[YOUR INSTRUCTIONS]
Each line from the beginning of the entries below through the line that includes "Note: pick out every instance of the person" must be returned exactly as given.

[RECORDS PROVIDED]
═══

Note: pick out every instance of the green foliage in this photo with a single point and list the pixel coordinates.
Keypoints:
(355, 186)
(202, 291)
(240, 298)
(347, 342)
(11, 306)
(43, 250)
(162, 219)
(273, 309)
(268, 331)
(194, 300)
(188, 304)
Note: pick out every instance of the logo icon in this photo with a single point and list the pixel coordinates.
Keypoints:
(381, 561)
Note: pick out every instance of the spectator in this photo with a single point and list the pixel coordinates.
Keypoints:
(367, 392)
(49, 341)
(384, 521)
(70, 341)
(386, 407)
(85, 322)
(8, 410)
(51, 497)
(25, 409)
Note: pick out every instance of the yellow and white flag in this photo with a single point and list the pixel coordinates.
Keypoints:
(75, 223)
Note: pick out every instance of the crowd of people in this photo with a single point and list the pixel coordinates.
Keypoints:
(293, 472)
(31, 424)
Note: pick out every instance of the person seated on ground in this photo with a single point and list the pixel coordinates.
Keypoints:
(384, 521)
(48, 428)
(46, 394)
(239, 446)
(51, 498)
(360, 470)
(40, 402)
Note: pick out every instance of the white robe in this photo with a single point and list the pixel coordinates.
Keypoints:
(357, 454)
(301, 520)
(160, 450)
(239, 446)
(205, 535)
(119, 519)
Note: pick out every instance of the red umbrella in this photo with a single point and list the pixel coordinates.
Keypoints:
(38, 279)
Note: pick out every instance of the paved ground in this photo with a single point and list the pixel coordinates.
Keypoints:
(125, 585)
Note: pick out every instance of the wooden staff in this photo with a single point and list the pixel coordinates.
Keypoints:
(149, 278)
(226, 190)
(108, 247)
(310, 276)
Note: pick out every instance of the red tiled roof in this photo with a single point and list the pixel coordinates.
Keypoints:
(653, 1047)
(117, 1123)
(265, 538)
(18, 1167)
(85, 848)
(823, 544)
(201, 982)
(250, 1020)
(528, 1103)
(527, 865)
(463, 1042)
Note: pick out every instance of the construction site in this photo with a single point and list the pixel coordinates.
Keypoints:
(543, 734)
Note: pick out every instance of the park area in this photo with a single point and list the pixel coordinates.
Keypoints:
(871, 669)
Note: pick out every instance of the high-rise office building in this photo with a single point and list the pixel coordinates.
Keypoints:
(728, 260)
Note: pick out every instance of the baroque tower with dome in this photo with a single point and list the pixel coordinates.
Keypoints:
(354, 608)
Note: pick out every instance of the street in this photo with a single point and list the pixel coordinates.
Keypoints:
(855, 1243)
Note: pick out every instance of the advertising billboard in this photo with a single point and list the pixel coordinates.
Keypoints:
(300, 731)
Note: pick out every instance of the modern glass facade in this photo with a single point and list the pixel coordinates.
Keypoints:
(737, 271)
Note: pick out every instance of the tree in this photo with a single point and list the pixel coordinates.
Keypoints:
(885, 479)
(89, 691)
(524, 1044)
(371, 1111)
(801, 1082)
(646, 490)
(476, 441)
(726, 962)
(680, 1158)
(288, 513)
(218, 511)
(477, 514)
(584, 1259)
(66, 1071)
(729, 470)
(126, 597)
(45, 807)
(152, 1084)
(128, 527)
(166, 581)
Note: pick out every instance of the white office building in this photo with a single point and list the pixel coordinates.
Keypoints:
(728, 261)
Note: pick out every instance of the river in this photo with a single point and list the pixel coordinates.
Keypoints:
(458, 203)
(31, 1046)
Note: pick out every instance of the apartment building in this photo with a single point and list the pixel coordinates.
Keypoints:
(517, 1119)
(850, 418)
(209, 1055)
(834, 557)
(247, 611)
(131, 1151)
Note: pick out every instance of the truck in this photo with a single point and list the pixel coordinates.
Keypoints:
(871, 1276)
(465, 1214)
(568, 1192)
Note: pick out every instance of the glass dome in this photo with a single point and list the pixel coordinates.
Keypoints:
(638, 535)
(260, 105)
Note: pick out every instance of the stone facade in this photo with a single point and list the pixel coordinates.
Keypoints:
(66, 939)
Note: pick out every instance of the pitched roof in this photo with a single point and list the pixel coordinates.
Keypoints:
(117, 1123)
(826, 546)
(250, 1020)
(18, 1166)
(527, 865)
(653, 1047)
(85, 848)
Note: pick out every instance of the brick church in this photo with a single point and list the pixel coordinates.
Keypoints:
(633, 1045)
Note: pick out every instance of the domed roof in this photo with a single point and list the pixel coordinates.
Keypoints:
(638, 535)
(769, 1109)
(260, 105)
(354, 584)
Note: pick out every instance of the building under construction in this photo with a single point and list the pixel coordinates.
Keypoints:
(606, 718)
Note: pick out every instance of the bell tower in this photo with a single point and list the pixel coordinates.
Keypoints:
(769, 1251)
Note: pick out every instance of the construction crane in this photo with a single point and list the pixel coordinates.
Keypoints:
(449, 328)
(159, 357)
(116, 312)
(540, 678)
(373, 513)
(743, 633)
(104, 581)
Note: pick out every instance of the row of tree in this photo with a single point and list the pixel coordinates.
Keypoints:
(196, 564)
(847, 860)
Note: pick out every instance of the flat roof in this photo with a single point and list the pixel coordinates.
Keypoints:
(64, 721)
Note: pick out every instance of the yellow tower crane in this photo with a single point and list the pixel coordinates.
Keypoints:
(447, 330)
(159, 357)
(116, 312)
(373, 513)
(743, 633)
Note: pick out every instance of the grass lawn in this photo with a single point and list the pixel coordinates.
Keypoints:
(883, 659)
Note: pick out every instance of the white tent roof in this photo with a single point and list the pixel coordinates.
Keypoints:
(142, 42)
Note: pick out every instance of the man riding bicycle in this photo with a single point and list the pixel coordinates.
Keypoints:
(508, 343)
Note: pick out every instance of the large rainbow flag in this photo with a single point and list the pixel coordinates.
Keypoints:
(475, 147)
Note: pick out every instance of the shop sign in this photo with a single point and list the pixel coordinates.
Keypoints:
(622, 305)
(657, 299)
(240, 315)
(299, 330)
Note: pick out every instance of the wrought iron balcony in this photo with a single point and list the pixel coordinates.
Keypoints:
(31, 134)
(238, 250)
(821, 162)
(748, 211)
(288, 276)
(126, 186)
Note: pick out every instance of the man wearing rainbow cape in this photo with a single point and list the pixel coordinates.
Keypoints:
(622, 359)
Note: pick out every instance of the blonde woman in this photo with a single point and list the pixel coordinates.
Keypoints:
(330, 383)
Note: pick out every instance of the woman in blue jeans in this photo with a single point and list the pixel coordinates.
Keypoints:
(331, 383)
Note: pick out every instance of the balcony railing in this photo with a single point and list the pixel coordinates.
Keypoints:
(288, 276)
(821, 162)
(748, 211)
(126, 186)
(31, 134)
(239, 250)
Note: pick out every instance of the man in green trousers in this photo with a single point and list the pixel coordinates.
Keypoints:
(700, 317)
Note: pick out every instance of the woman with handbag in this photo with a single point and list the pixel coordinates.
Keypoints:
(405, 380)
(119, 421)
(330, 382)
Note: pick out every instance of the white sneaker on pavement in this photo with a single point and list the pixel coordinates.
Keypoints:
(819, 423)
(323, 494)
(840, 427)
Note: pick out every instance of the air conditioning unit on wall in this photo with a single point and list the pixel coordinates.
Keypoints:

═══

[RESULT]
Note: pick out every instance of the green foliage in this photo with a single point and list the pixel coordinates.
Keypoints:
(355, 186)
(202, 291)
(240, 298)
(347, 342)
(11, 306)
(43, 250)
(162, 219)
(273, 309)
(268, 331)
(194, 300)
(188, 304)
Note: pick out every instance of the logo icon in this photo with a single point and list the pixel coordinates.
Keypoints:
(381, 561)
Note: pick out every instance of the spectator in this photo with a single point and list the pixel coordinates.
Keypoints:
(367, 392)
(49, 341)
(384, 521)
(70, 341)
(386, 407)
(85, 322)
(8, 410)
(51, 497)
(25, 409)
Note: pick out every instance of the yellow and white flag in this photo with a single point and list the pixel coordinates.
Keypoints:
(75, 223)
Note: pick out every instance of the crowd of people in this photo with a single point and list the pixel coordinates.
Keypoints:
(293, 472)
(31, 424)
Note: pick out every instance of the person seated on ground in this photo with a single point and list the pixel coordinates.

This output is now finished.